--- AIM ---
Transcribe the blog post "Creating consequences" below in full, word for word. Leave out the rows that follow it.

Monday, August 29, 2016

Creating consequences

     The greatest satisfaction to me as a writer is touching other souls out there with a bit of knowledge new to them, or with some emotion that warms them or moves them to think a little more deeply about some aspect of life.  Or simply provides them with a vicarious escape into adventure or intrigue for a few hours.  I keep a nice thick file of e-mails and notes from readers who’ve liked my work.

     I sincerely hope my writing will never incite anyone to violence or cause anyone undue distress.

     Sadly, I don’t think our modern media has any such reservations, and I wonder if they take any responsibility at all for so often severely slanting the news that violence or despair or depression among many is the tragic result.

     When, for example, the beautiful TV talking heads in recent times have harped on single inflammatory phrases such as “unarmed black teenager” over and over and over, without ever telling the whole story, it is little wonder that riots have followed and that police have come under violent attack.  Equally dangerous are those TV stories that expose some weakness in our system that could be exploited by terrorists.  And the media will jump all over any story about terror incidents, granting the terrorists vast publicity—exactly what they were seeking.  Yet the media seem to admit no culpability whatsoever in any of this.

--- RECORDED DATA ---
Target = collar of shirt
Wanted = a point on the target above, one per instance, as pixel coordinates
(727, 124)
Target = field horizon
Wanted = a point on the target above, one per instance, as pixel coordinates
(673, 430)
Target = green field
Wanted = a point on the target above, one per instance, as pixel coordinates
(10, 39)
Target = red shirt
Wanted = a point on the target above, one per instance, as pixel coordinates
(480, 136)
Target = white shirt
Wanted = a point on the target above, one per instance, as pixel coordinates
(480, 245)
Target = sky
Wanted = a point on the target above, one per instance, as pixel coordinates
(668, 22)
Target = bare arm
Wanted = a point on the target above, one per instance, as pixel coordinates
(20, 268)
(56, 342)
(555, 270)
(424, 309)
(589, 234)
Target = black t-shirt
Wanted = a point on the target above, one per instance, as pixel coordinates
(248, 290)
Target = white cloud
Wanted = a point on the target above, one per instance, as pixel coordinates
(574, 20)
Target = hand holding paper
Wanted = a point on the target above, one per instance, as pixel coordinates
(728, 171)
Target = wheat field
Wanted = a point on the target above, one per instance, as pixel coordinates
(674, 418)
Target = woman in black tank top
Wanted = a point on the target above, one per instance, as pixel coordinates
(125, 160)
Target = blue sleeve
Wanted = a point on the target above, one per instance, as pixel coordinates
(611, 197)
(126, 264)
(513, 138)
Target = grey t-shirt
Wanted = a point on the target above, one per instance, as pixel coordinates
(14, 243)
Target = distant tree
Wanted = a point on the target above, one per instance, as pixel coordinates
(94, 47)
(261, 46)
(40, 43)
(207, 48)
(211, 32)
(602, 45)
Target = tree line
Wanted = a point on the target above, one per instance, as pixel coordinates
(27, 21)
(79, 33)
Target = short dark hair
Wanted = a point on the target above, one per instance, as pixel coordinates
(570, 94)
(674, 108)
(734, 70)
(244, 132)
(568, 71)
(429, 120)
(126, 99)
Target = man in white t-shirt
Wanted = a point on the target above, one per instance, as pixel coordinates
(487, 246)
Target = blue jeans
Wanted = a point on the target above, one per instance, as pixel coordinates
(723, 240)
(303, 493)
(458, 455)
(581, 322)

--- EXERCISE RESPONSE ---
Monday, August 29, 2016

Creating consequences

     The greatest satisfaction to me as a writer is touching other souls out there with a bit of knowledge new to them, or with some emotion that warms them or moves them to think a little more deeply about some aspect of life.  Or simply provides them with a vicarious escape into adventure or intrigue for a few hours.  I keep a nice thick file of e-mails and notes from readers who’ve liked my work.

     I sincerely hope my writing will never incite anyone to violence or cause anyone undue distress.

     Sadly, I don’t think our modern media has any such reservations, and I wonder if they take any responsibility at all for so often severely slanting the news that violence or despair or depression among many is the tragic result.

     When, for example, the beautiful TV talking heads in recent times have harped on single inflammatory phrases such as “unarmed black teenager” over and over and over, without ever telling the whole story, it is little wonder that riots have followed and that police have come under violent attack.  Equally dangerous are those TV stories that expose some weakness in our system that could be exploited by terrorists.  And the media will jump all over any story about terror incidents, granting the terrorists vast publicity—exactly what they were seeking.  Yet the media seem to admit no culpability whatsoever in any of this.